» What to produce: The entries below need to be written out exactly, with no pictures included.

» Records for this task:
>> begin
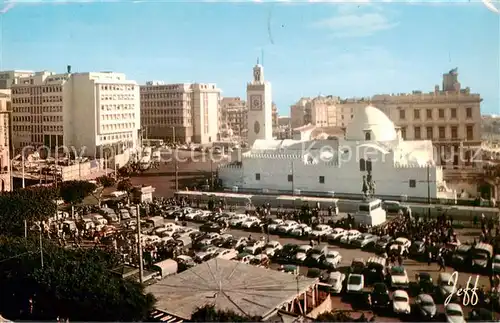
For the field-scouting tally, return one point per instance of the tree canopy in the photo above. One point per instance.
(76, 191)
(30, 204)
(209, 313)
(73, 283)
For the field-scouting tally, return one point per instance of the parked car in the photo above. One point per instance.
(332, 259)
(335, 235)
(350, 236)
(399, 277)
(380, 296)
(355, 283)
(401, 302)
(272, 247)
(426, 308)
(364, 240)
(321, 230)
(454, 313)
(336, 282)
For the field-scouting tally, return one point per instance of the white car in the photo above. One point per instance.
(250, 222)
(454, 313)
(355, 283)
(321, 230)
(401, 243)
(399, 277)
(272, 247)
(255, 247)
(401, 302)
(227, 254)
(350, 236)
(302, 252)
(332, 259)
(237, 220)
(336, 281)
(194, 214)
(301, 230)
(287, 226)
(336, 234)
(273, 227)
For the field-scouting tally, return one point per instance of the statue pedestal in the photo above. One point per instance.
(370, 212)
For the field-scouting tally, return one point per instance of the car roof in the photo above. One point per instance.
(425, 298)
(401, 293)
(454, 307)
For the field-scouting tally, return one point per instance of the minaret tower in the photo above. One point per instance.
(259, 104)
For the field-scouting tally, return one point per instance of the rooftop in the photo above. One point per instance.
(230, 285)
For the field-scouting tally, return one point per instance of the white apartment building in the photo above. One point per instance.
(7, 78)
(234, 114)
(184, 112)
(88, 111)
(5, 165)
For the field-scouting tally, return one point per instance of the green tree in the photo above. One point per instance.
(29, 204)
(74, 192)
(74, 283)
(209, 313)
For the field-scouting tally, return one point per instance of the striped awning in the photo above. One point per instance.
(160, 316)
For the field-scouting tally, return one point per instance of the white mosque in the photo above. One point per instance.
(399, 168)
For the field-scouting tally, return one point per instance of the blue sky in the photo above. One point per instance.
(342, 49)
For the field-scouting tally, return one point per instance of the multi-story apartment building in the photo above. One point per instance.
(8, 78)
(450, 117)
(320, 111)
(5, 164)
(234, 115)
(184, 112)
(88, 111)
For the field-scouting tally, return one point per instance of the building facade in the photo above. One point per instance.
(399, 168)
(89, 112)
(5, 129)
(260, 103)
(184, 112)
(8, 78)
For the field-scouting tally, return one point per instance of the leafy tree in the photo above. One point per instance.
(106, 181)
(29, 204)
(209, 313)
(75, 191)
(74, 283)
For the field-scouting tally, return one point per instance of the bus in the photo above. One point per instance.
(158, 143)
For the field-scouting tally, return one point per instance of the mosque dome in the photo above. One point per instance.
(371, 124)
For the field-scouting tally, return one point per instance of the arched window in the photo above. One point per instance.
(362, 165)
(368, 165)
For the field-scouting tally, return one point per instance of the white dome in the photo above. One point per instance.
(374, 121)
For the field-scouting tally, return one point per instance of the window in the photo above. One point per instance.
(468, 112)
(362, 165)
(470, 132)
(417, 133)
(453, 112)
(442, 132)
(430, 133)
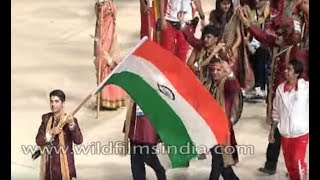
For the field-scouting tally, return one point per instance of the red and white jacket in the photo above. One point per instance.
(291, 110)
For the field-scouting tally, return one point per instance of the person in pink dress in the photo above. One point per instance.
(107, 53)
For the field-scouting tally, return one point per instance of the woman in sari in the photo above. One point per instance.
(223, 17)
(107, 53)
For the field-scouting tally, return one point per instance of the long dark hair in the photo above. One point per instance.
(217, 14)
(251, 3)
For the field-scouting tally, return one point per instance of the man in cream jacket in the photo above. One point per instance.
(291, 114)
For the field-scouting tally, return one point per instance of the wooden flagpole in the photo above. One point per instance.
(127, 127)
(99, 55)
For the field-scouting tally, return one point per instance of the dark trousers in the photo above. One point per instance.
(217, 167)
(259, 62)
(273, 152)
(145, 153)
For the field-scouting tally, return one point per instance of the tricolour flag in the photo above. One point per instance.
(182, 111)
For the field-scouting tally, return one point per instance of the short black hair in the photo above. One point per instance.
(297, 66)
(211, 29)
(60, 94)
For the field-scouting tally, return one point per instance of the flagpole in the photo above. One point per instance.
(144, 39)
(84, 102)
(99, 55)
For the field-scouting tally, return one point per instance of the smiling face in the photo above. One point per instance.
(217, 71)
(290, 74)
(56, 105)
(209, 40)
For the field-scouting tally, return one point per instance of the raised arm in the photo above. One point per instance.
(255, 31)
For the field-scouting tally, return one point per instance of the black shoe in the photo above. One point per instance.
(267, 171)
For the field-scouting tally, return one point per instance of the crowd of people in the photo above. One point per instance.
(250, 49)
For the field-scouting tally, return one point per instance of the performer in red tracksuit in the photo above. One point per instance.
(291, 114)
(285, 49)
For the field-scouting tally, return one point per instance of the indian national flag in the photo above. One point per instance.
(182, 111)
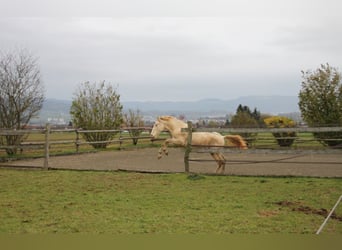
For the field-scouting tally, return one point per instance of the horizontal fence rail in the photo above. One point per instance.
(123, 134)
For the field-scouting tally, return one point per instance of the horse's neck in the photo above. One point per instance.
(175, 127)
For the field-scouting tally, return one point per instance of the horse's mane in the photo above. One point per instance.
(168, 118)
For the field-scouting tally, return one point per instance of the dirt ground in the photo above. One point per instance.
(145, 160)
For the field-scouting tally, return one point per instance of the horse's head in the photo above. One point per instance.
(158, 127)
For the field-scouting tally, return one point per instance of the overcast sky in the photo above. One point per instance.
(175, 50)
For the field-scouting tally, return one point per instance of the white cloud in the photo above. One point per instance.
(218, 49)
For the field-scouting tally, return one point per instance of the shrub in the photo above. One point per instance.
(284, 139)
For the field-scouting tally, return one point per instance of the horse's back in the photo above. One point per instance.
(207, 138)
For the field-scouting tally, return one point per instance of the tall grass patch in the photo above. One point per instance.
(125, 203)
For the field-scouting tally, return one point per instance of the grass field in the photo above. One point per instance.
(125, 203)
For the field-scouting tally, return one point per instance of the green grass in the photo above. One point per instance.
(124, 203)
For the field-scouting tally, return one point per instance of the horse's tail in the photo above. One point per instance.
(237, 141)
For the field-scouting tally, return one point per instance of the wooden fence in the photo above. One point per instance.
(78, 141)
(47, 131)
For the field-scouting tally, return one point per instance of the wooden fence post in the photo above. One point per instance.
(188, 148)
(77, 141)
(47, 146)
>> end
» Response to this task:
For the field-scouting tally, return one point per instance of the tree canopy in the photo above. One point per instance.
(76, 191)
(30, 204)
(209, 313)
(73, 283)
For the field-scouting tally, return one point per instance of the parked car in the photo above. One point per instance.
(332, 259)
(335, 235)
(350, 236)
(399, 277)
(380, 296)
(355, 283)
(401, 302)
(272, 247)
(426, 308)
(364, 240)
(321, 230)
(454, 313)
(336, 282)
For the field-scouting tally, return one point per instance of the white car in the photo above. One point per instance.
(250, 222)
(454, 313)
(355, 283)
(321, 230)
(401, 243)
(399, 277)
(272, 247)
(255, 247)
(401, 302)
(227, 254)
(350, 236)
(302, 252)
(332, 259)
(237, 220)
(336, 281)
(194, 214)
(301, 230)
(287, 226)
(336, 234)
(273, 227)
For the field-scouting tally, return one point per instance of the statue pedestal in the photo above. One point per instance.
(370, 212)
For the field-scouting tally, return one point per instance of the car roof in the photo above. One point per instance.
(425, 298)
(401, 293)
(454, 307)
For the field-scouting tally, return one point per instance of the minaret tower in the photo above. One point per instance.
(259, 104)
For the field-scouting tally, return one point per instance of the rooftop in the photo above. One point per instance.
(230, 285)
For the field-scouting tally, return one point per instance of the white apartment building in the photo above. One point per instance.
(7, 78)
(234, 114)
(184, 112)
(88, 111)
(5, 165)
For the field-scouting tally, return one point per instance of the green tree in the photo above. One point per instance.
(29, 204)
(74, 192)
(74, 283)
(209, 313)
For the field-scouting tally, return one point per instance of the striped awning in the photo above. One point per instance.
(160, 316)
For the field-scouting tally, return one point per instance of the white mosque in the photo above. One point per instance.
(399, 168)
For the field-scouting tally, return one point per instance of the blue sky in the photo above. One point per instance.
(342, 49)
For the field-scouting tally, return one point per instance of the multi-story apartment building in the photo above. One point per instance.
(8, 78)
(450, 117)
(320, 111)
(5, 164)
(234, 115)
(184, 112)
(88, 111)
For the field-scouting tally, return one point per instance of the building facade in the photo above. One point per instance.
(399, 168)
(89, 112)
(5, 129)
(260, 103)
(184, 112)
(8, 78)
For the field-scouting tally, return one point per instance of the leafy tree in the photo above. One point per instance.
(106, 181)
(29, 204)
(209, 313)
(75, 191)
(74, 283)
For the field-scouting tally, return one point per instance of the bus in the photo above. One point per instance.
(158, 143)
For the field-scouting tally, return one point per instance of the mosque dome in the photo above. One point per instance.
(371, 124)
For the field-scouting tally, return one point per instance of the arched window in the photo above. One point per instance.
(362, 165)
(368, 165)
For the field-scouting tally, return one point per instance of the white dome in the photo above. One point per instance.
(374, 121)
For the field-scouting tally, return one point per instance of the window in the photo above. One point per instance.
(468, 112)
(362, 165)
(470, 132)
(417, 133)
(453, 112)
(442, 132)
(430, 133)
For the field-scouting tally, return one point per instance of the red and white jacket in the photo above. One point per instance.
(291, 110)
For the field-scouting tally, return one point per instance of the person in pink dress in the photo above. One point per instance.
(107, 53)
For the field-scouting tally, return one point per instance of the woman in sari in the photo above. One point per instance.
(223, 17)
(107, 53)
For the field-scouting tally, return one point per instance of the long dark hair in the photo above. One point per instance.
(217, 14)
(251, 3)
For the field-scouting tally, return one point per instance of the man in cream jacket in the photo above. One point per instance.
(291, 114)
For the field-scouting tally, return one point per instance of the wooden flagpole in the photo above. One point per instance.
(127, 127)
(99, 55)
For the field-scouting tally, return one point per instance of the dark trousers in the photo above. One point per instance.
(217, 167)
(259, 62)
(273, 152)
(145, 153)
For the field-scouting tally, return one point per instance of the tricolour flag in the photo above. One point per instance.
(182, 111)
For the field-scouting tally, return one point per instance of the short black hair in the photo above. One point per instance.
(297, 66)
(211, 29)
(60, 94)
For the field-scouting tally, return one point per instance of the flagpole in the photo above. One point per instance.
(144, 39)
(84, 102)
(99, 55)
For the field-scouting tally, return one point per instance of the smiling face in the photo above. One point per instance.
(217, 71)
(290, 74)
(56, 105)
(209, 40)
For the field-scouting tally, return one point per instance of the raised arm in the photo above. One point per instance.
(255, 31)
For the field-scouting tally, return one point per instance of the black shoe in the photo above. One point per instance.
(267, 171)
For the field-scouting tally, return one point per instance of the crowd of people in the photo above. One point per instance.
(250, 49)
For the field-scouting tally, return one point per instance of the performer in red tracksuit in the photo above. One point per instance.
(291, 114)
(285, 49)
For the field-scouting tally, return one point per instance of the indian national flag in the photo above. One point per instance.
(182, 111)
For the field-scouting tally, return one point per instance of the horizontal fence rail in the photo above. One point per instance.
(123, 134)
For the field-scouting tally, return one point per instance of the horse's neck in the photo above. One point per instance.
(175, 127)
For the field-scouting tally, return one point per instance of the horse's mane in the photo above. One point per instance.
(168, 118)
For the field-scouting tally, return one point per instance of the dirt ground in the photo above. One point per instance.
(145, 160)
For the field-scouting tally, return one point per instance of the horse's head in the photo above. One point per instance.
(158, 127)
For the field-scouting tally, return one point per instance of the overcast sky in the photo above. One point per instance.
(175, 50)
For the field-scouting tally, return one point per instance of the white cloud in the photo above. One point per instance.
(218, 49)
For the field-scouting tally, return one point per instance of the shrub in the photo above. One point per instance.
(284, 139)
For the field-scouting tally, return one point per instance of the horse's back in the photo above. One point per instance.
(207, 138)
For the field-scouting tally, return one point per instance of the tall grass patch in the photo above. One point per instance.
(125, 203)
For the field-scouting tally, return one point per instance of the grass field in the photo above. One point per instance.
(125, 203)
For the field-scouting tally, return one point per instance of the green grass in the photo above. One point per instance.
(124, 203)
For the field-scouting tally, return one point per instance of the horse's tail in the photo above. One point per instance.
(237, 141)
For the field-scouting tally, return one point per instance of the wooden fence in the photo above. One point per instance.
(78, 141)
(47, 131)
For the field-scouting tally, return one point per instance of the wooden fence post in the photo above. One point per instance.
(188, 148)
(77, 141)
(47, 146)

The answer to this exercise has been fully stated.